● YOUR TASK:
Start with the line containing "I need to verify whether the yellow" and write out each line through the end of the listing, exactly as given.

Bounding box annotation entries:
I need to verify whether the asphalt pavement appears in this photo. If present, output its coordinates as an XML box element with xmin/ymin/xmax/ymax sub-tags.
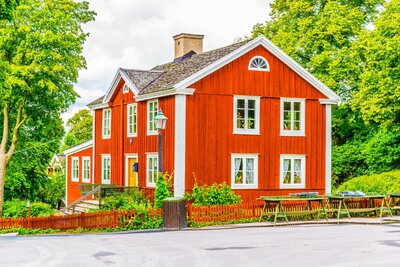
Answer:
<box><xmin>0</xmin><ymin>223</ymin><xmax>400</xmax><ymax>267</ymax></box>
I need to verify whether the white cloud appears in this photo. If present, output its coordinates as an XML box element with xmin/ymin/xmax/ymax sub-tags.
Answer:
<box><xmin>63</xmin><ymin>0</ymin><xmax>273</xmax><ymax>121</ymax></box>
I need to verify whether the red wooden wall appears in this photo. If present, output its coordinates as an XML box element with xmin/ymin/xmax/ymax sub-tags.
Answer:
<box><xmin>94</xmin><ymin>80</ymin><xmax>175</xmax><ymax>187</ymax></box>
<box><xmin>67</xmin><ymin>147</ymin><xmax>93</xmax><ymax>204</ymax></box>
<box><xmin>186</xmin><ymin>46</ymin><xmax>327</xmax><ymax>201</ymax></box>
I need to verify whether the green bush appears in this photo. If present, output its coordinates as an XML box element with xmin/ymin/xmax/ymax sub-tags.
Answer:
<box><xmin>337</xmin><ymin>171</ymin><xmax>400</xmax><ymax>194</ymax></box>
<box><xmin>185</xmin><ymin>183</ymin><xmax>242</xmax><ymax>206</ymax></box>
<box><xmin>154</xmin><ymin>172</ymin><xmax>172</xmax><ymax>209</ymax></box>
<box><xmin>101</xmin><ymin>189</ymin><xmax>151</xmax><ymax>214</ymax></box>
<box><xmin>3</xmin><ymin>199</ymin><xmax>54</xmax><ymax>218</ymax></box>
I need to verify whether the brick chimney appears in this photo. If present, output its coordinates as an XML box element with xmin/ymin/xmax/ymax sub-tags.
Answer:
<box><xmin>173</xmin><ymin>33</ymin><xmax>204</xmax><ymax>59</ymax></box>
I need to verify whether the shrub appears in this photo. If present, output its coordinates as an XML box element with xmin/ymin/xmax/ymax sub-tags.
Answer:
<box><xmin>337</xmin><ymin>171</ymin><xmax>400</xmax><ymax>194</ymax></box>
<box><xmin>101</xmin><ymin>189</ymin><xmax>151</xmax><ymax>214</ymax></box>
<box><xmin>185</xmin><ymin>182</ymin><xmax>242</xmax><ymax>206</ymax></box>
<box><xmin>154</xmin><ymin>172</ymin><xmax>172</xmax><ymax>209</ymax></box>
<box><xmin>3</xmin><ymin>199</ymin><xmax>54</xmax><ymax>218</ymax></box>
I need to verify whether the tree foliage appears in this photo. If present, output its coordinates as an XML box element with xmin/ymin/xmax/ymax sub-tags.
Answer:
<box><xmin>62</xmin><ymin>109</ymin><xmax>93</xmax><ymax>150</ymax></box>
<box><xmin>353</xmin><ymin>0</ymin><xmax>400</xmax><ymax>126</ymax></box>
<box><xmin>0</xmin><ymin>0</ymin><xmax>95</xmax><ymax>217</ymax></box>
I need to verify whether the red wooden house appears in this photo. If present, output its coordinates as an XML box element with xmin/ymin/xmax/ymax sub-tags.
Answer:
<box><xmin>65</xmin><ymin>34</ymin><xmax>340</xmax><ymax>203</ymax></box>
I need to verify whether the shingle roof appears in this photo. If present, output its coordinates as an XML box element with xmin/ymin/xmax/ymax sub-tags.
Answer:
<box><xmin>131</xmin><ymin>41</ymin><xmax>248</xmax><ymax>95</ymax></box>
<box><xmin>88</xmin><ymin>40</ymin><xmax>249</xmax><ymax>106</ymax></box>
<box><xmin>88</xmin><ymin>96</ymin><xmax>104</xmax><ymax>106</ymax></box>
<box><xmin>121</xmin><ymin>69</ymin><xmax>163</xmax><ymax>92</ymax></box>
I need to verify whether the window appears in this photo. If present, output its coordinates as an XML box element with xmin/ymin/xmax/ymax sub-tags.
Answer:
<box><xmin>249</xmin><ymin>56</ymin><xmax>269</xmax><ymax>71</ymax></box>
<box><xmin>233</xmin><ymin>96</ymin><xmax>260</xmax><ymax>134</ymax></box>
<box><xmin>147</xmin><ymin>154</ymin><xmax>158</xmax><ymax>187</ymax></box>
<box><xmin>82</xmin><ymin>157</ymin><xmax>90</xmax><ymax>183</ymax></box>
<box><xmin>127</xmin><ymin>104</ymin><xmax>137</xmax><ymax>137</ymax></box>
<box><xmin>281</xmin><ymin>98</ymin><xmax>305</xmax><ymax>136</ymax></box>
<box><xmin>122</xmin><ymin>84</ymin><xmax>129</xmax><ymax>94</ymax></box>
<box><xmin>280</xmin><ymin>155</ymin><xmax>306</xmax><ymax>188</ymax></box>
<box><xmin>231</xmin><ymin>154</ymin><xmax>258</xmax><ymax>189</ymax></box>
<box><xmin>103</xmin><ymin>108</ymin><xmax>111</xmax><ymax>138</ymax></box>
<box><xmin>71</xmin><ymin>157</ymin><xmax>79</xmax><ymax>182</ymax></box>
<box><xmin>147</xmin><ymin>100</ymin><xmax>158</xmax><ymax>135</ymax></box>
<box><xmin>101</xmin><ymin>155</ymin><xmax>111</xmax><ymax>184</ymax></box>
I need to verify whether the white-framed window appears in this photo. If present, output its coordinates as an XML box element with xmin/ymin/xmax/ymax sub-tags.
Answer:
<box><xmin>71</xmin><ymin>157</ymin><xmax>79</xmax><ymax>182</ymax></box>
<box><xmin>126</xmin><ymin>104</ymin><xmax>137</xmax><ymax>137</ymax></box>
<box><xmin>147</xmin><ymin>100</ymin><xmax>158</xmax><ymax>135</ymax></box>
<box><xmin>82</xmin><ymin>157</ymin><xmax>90</xmax><ymax>183</ymax></box>
<box><xmin>146</xmin><ymin>154</ymin><xmax>158</xmax><ymax>187</ymax></box>
<box><xmin>233</xmin><ymin>96</ymin><xmax>260</xmax><ymax>134</ymax></box>
<box><xmin>280</xmin><ymin>98</ymin><xmax>305</xmax><ymax>136</ymax></box>
<box><xmin>231</xmin><ymin>154</ymin><xmax>258</xmax><ymax>189</ymax></box>
<box><xmin>101</xmin><ymin>155</ymin><xmax>111</xmax><ymax>184</ymax></box>
<box><xmin>122</xmin><ymin>84</ymin><xmax>129</xmax><ymax>94</ymax></box>
<box><xmin>249</xmin><ymin>56</ymin><xmax>269</xmax><ymax>71</ymax></box>
<box><xmin>102</xmin><ymin>108</ymin><xmax>111</xmax><ymax>138</ymax></box>
<box><xmin>280</xmin><ymin>155</ymin><xmax>306</xmax><ymax>191</ymax></box>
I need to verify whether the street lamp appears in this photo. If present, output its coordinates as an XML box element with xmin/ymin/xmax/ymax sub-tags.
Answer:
<box><xmin>154</xmin><ymin>109</ymin><xmax>168</xmax><ymax>172</ymax></box>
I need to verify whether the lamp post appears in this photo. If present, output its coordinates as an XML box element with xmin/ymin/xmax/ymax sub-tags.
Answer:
<box><xmin>154</xmin><ymin>109</ymin><xmax>168</xmax><ymax>172</ymax></box>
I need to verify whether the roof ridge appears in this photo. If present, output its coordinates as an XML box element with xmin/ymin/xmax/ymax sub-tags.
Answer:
<box><xmin>120</xmin><ymin>68</ymin><xmax>164</xmax><ymax>72</ymax></box>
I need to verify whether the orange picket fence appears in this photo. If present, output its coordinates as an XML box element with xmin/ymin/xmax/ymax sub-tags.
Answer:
<box><xmin>186</xmin><ymin>201</ymin><xmax>324</xmax><ymax>223</ymax></box>
<box><xmin>0</xmin><ymin>209</ymin><xmax>162</xmax><ymax>230</ymax></box>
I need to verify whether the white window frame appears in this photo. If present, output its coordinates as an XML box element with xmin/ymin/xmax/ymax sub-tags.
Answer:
<box><xmin>231</xmin><ymin>153</ymin><xmax>258</xmax><ymax>189</ymax></box>
<box><xmin>147</xmin><ymin>99</ymin><xmax>159</xmax><ymax>135</ymax></box>
<box><xmin>146</xmin><ymin>153</ymin><xmax>158</xmax><ymax>187</ymax></box>
<box><xmin>122</xmin><ymin>84</ymin><xmax>129</xmax><ymax>94</ymax></box>
<box><xmin>233</xmin><ymin>95</ymin><xmax>260</xmax><ymax>135</ymax></box>
<box><xmin>280</xmin><ymin>155</ymin><xmax>306</xmax><ymax>189</ymax></box>
<box><xmin>101</xmin><ymin>108</ymin><xmax>111</xmax><ymax>139</ymax></box>
<box><xmin>126</xmin><ymin>103</ymin><xmax>138</xmax><ymax>137</ymax></box>
<box><xmin>82</xmin><ymin>157</ymin><xmax>90</xmax><ymax>183</ymax></box>
<box><xmin>248</xmin><ymin>56</ymin><xmax>270</xmax><ymax>72</ymax></box>
<box><xmin>280</xmin><ymin>98</ymin><xmax>306</xmax><ymax>136</ymax></box>
<box><xmin>71</xmin><ymin>157</ymin><xmax>79</xmax><ymax>182</ymax></box>
<box><xmin>101</xmin><ymin>154</ymin><xmax>111</xmax><ymax>184</ymax></box>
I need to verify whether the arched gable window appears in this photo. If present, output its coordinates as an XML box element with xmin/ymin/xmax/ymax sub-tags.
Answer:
<box><xmin>249</xmin><ymin>56</ymin><xmax>269</xmax><ymax>71</ymax></box>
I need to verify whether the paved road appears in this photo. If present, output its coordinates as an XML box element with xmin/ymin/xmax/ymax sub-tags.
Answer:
<box><xmin>0</xmin><ymin>224</ymin><xmax>400</xmax><ymax>267</ymax></box>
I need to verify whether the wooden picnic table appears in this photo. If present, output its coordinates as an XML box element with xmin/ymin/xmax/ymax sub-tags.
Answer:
<box><xmin>326</xmin><ymin>195</ymin><xmax>392</xmax><ymax>219</ymax></box>
<box><xmin>259</xmin><ymin>196</ymin><xmax>328</xmax><ymax>224</ymax></box>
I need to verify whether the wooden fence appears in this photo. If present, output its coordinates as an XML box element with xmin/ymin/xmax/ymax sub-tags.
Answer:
<box><xmin>0</xmin><ymin>209</ymin><xmax>162</xmax><ymax>230</ymax></box>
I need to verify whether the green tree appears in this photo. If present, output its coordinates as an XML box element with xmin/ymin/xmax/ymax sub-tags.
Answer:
<box><xmin>353</xmin><ymin>0</ymin><xmax>400</xmax><ymax>127</ymax></box>
<box><xmin>62</xmin><ymin>109</ymin><xmax>93</xmax><ymax>150</ymax></box>
<box><xmin>252</xmin><ymin>0</ymin><xmax>383</xmax><ymax>99</ymax></box>
<box><xmin>0</xmin><ymin>0</ymin><xmax>95</xmax><ymax>217</ymax></box>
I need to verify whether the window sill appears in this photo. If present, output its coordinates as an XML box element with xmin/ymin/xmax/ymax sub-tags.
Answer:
<box><xmin>281</xmin><ymin>132</ymin><xmax>306</xmax><ymax>137</ymax></box>
<box><xmin>279</xmin><ymin>184</ymin><xmax>306</xmax><ymax>189</ymax></box>
<box><xmin>233</xmin><ymin>131</ymin><xmax>261</xmax><ymax>135</ymax></box>
<box><xmin>231</xmin><ymin>184</ymin><xmax>258</xmax><ymax>189</ymax></box>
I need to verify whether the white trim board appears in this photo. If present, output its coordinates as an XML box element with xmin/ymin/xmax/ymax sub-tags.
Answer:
<box><xmin>125</xmin><ymin>153</ymin><xmax>139</xmax><ymax>186</ymax></box>
<box><xmin>63</xmin><ymin>140</ymin><xmax>93</xmax><ymax>156</ymax></box>
<box><xmin>103</xmin><ymin>68</ymin><xmax>139</xmax><ymax>104</ymax></box>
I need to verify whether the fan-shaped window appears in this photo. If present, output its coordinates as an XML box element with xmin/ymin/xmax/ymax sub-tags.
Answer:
<box><xmin>249</xmin><ymin>56</ymin><xmax>269</xmax><ymax>71</ymax></box>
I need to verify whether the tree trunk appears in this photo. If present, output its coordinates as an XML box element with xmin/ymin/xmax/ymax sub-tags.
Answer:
<box><xmin>0</xmin><ymin>154</ymin><xmax>7</xmax><ymax>218</ymax></box>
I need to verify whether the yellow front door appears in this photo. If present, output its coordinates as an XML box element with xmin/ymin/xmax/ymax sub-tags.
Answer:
<box><xmin>128</xmin><ymin>158</ymin><xmax>138</xmax><ymax>186</ymax></box>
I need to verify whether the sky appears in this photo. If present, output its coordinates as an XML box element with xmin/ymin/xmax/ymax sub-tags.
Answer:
<box><xmin>62</xmin><ymin>0</ymin><xmax>272</xmax><ymax>122</ymax></box>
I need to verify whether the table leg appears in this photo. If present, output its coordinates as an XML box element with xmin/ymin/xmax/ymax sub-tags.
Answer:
<box><xmin>259</xmin><ymin>203</ymin><xmax>267</xmax><ymax>222</ymax></box>
<box><xmin>342</xmin><ymin>199</ymin><xmax>351</xmax><ymax>219</ymax></box>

● EXERCISE OUTPUT:
I need to verify whether the yellow front door appears in this photo. If present, output its coordinates as an XML box element with xmin/ymin/xmax/ymax sub-tags.
Answer:
<box><xmin>128</xmin><ymin>158</ymin><xmax>138</xmax><ymax>186</ymax></box>
I need to verify whether the sky appears in this photo. If present, output its coordinates as an XML box element with xmin/ymin/xmax/ymax sub-tags.
Answer:
<box><xmin>62</xmin><ymin>0</ymin><xmax>272</xmax><ymax>122</ymax></box>
I need to verify whether the table leg appears in this photo. If present, output its coordinates as an XML box element with xmin/ymin/xmax/ymax sub-tags.
Answer:
<box><xmin>259</xmin><ymin>203</ymin><xmax>267</xmax><ymax>222</ymax></box>
<box><xmin>342</xmin><ymin>199</ymin><xmax>351</xmax><ymax>219</ymax></box>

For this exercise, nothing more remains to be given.